Ausgangstext:
::::::::
Zur Fußballeuropameisterschaft der Herren machte erneut die Schlagzeile die Runde, dass Sie Ihren sportlichen Erfolg Ihrer Ernährung verdankten, die vor allem aus Kuhherzen und -lebern und einem »Getränk aus Milch, Grünkohl und Spinat« besteht.

»Würg!« mögen die meisten denken, wenn sie das hören. Doch kann ein Fußballer von Weltrang wie Sie sich gewiss einen persönlichen Spitzenkoch leisten, der die nötige Variation in den Speiseplan bringt: morgens Porridge aus Baby-Kuhherzen in Grünkohl-Spinat-Milch, mittags Burger aus einem Kuhleber-Patty und zwei Kuhherzenhälften und Spinat-Grünkohl-Eiscreme zum Nachtisch, abends Eintopf aus Kuhherzen, Kuhleber, Spi… na ja, Sie wissen schon!
::::::::
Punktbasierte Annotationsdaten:
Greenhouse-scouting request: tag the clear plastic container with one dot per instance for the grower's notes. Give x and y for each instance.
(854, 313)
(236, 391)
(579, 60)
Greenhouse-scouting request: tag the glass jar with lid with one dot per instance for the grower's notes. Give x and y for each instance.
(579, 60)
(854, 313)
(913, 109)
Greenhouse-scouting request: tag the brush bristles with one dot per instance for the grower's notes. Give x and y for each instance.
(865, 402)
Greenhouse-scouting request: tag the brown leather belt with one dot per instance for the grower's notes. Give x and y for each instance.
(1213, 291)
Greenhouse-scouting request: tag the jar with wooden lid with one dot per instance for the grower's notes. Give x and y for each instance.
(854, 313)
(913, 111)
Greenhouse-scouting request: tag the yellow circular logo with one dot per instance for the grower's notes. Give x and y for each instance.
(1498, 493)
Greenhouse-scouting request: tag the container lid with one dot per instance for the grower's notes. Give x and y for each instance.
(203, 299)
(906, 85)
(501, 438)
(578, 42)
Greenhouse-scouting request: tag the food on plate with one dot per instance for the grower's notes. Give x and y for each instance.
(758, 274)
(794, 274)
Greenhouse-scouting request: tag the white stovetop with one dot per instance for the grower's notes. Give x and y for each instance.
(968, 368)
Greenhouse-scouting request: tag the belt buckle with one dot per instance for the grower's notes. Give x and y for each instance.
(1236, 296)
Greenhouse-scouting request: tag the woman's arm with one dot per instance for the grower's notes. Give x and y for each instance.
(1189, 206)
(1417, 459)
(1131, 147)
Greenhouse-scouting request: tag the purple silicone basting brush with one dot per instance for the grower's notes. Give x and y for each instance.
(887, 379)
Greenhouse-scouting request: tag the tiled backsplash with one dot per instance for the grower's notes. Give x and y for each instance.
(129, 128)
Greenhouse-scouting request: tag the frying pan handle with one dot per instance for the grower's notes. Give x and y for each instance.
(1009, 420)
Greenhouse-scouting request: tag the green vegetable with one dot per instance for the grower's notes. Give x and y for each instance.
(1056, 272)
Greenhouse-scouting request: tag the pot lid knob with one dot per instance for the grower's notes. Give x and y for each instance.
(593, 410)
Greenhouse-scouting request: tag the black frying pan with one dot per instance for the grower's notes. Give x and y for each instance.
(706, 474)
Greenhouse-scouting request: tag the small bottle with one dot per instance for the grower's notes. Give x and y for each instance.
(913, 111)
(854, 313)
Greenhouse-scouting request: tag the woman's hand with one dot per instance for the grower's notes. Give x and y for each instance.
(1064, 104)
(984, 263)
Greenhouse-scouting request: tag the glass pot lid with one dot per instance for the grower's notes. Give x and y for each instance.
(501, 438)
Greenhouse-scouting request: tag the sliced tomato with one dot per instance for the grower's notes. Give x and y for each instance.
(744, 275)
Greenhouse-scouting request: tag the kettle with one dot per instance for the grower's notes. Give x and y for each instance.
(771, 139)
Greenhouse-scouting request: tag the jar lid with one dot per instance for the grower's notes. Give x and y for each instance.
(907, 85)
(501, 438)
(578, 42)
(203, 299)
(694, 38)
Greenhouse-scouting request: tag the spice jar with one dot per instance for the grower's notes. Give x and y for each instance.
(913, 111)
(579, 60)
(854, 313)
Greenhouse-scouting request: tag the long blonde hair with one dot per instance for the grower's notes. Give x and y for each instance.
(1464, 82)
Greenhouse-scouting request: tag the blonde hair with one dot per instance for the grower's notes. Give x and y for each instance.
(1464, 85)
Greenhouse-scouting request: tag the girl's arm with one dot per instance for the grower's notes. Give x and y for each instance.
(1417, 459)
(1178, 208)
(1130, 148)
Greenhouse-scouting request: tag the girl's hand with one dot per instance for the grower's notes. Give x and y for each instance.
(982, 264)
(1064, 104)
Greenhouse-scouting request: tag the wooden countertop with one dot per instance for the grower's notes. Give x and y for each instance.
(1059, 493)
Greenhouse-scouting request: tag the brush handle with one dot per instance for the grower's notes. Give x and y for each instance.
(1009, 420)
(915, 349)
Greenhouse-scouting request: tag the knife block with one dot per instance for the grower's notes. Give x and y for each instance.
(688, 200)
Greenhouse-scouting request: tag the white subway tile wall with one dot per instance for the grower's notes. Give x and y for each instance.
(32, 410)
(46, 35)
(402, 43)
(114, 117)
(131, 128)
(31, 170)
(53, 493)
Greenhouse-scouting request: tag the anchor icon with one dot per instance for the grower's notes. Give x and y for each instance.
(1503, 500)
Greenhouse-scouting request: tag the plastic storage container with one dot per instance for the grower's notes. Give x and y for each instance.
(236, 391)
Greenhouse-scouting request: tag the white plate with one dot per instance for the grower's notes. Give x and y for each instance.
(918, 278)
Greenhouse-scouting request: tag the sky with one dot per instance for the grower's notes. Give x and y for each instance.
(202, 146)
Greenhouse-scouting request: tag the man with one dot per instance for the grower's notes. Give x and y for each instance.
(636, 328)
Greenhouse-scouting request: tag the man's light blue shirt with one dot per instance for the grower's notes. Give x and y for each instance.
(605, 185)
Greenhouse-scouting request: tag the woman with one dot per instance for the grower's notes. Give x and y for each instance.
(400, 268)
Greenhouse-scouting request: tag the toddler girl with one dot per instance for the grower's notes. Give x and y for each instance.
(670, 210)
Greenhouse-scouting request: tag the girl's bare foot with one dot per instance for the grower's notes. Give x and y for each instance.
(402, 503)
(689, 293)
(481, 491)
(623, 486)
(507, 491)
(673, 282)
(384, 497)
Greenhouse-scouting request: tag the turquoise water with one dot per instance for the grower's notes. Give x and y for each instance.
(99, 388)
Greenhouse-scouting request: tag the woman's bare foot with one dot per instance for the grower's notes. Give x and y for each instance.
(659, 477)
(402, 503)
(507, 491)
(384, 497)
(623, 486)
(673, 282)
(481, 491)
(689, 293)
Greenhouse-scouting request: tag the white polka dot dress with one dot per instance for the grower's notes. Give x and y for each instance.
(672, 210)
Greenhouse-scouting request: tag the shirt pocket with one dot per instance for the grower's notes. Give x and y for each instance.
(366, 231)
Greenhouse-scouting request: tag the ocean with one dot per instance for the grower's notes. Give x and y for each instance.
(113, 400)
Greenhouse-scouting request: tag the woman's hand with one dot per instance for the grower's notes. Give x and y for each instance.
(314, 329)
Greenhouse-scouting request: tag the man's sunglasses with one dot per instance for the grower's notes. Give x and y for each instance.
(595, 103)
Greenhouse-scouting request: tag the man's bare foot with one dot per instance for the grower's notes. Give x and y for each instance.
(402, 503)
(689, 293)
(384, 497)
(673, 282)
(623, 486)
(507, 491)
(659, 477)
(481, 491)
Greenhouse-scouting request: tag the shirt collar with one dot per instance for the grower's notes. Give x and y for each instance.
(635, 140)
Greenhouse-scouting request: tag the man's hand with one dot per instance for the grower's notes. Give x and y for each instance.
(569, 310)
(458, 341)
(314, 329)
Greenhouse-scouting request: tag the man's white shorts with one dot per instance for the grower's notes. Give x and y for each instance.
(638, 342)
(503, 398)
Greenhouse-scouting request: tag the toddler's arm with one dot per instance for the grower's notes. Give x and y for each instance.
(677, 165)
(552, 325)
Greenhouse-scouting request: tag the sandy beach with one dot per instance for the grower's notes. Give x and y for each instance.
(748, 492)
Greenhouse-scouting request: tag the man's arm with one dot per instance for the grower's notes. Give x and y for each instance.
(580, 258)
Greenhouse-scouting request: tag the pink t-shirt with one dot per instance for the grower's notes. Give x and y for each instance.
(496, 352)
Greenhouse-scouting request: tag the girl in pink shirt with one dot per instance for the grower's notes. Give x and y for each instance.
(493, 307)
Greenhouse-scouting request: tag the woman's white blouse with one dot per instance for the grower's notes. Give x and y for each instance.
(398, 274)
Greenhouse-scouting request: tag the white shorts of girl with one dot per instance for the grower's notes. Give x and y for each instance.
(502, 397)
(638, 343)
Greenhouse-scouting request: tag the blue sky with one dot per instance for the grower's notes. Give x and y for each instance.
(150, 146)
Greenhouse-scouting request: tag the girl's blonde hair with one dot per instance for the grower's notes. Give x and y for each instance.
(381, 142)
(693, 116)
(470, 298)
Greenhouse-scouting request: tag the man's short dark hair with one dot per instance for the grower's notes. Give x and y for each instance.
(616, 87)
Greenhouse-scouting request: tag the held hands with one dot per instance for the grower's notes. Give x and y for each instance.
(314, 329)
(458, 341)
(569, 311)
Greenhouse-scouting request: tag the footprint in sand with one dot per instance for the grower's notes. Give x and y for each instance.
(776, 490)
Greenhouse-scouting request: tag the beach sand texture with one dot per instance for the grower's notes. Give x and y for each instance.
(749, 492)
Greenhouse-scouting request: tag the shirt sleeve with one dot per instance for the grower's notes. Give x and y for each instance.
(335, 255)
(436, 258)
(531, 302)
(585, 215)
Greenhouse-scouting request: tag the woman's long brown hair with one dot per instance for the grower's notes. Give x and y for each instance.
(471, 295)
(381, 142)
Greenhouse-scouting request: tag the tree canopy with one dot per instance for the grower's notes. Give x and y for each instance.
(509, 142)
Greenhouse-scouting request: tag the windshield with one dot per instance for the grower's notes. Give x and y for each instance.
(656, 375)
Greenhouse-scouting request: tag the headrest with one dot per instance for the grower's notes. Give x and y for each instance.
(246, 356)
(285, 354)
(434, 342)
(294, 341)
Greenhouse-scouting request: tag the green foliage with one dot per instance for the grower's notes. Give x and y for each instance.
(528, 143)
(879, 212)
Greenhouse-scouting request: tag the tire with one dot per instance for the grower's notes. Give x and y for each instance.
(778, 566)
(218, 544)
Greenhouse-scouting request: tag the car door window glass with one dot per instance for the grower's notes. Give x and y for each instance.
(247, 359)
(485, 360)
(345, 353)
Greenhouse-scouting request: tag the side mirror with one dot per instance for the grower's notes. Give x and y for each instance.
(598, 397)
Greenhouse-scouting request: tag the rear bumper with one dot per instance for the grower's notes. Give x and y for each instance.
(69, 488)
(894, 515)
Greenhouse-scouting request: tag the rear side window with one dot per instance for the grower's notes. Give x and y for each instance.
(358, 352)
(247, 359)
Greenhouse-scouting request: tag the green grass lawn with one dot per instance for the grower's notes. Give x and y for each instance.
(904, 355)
::::::::
Aufgabenstellung:
(1) Gib bitte aus dem Text über die Ernährung des Fußballers den Abschnitt zwischen „Zur Fußballeuropameisterschaft der“ und „Sie wissen schon!“ einschließlich wortgetreu zurück.
(2) Schreib den Text über die Ernährung des Fußballers im Anschluss an seinen letzten Satz weiter.
Die Einträge haben mit dem Text über die Ernährung des Fußballers nichts zu tun.

Ergebnisse:
(1)
Zur Fußballeuropameisterschaft der Herren machte erneut die Schlagzeile die Runde, dass Sie Ihren sportlichen Erfolg Ihrer Ernährung verdankten, die vor allem aus Kuhherzen und -lebern und einem »Getränk aus Milch, Grünkohl und Spinat« besteht.

»Würg!« mögen die meisten denken, wenn sie das hören. Doch kann ein Fußballer von Weltrang wie Sie sich gewiss einen persönlichen Spitzenkoch leisten, der die nötige Variation in den Speiseplan bringt: morgens Porridge aus Baby-Kuhherzen in Grünkohl-Spinat-Milch, mittags Burger aus einem Kuhleber-Patty und zwei Kuhherzenhälften und Spinat-Grünkohl-Eiscreme zum Nachtisch, abends Eintopf aus Kuhherzen, Kuhleber, Spi… na ja, Sie wissen schon!

(2)
Bon appétit wünscht Titanic

Vom Fachmann für Kenner

 Liebesgedicht

Du bist das Ästchen,
ich bin der Stamm.
Du bist der Golo,
ich Thomas Mann.
Du bist Borkum,
ich bin Hawaii.
Du bist die Wolke,
ich bin gleich drei.
Du bist das Würmchen,
ich bin das Watt.
Du bist die Klinke,
ich bin die Stadt.
Du bist das Blättchen,
ich jetzt der Ast.
Sei still und freu dich,
dass du mich hast.

Ella Carina Werner

 Reifeprozess

Musste feststellen, dass ich zum einen langsam vergesslich werde und mir zum anderen Gedanken über die Endlichkeit allen Lebens mache. Vor meiner Abreise in den Urlaub vergaß ich zum Beispiel, dass noch Bananen in meiner Obstschale liegen, und dann dachte ich zwei Wochen darüber nach, wie lange es wohl dauert, bis die Nachbarn wegen des Geruchs und der Fliegen aus meiner Wohnung die Kripo alarmieren.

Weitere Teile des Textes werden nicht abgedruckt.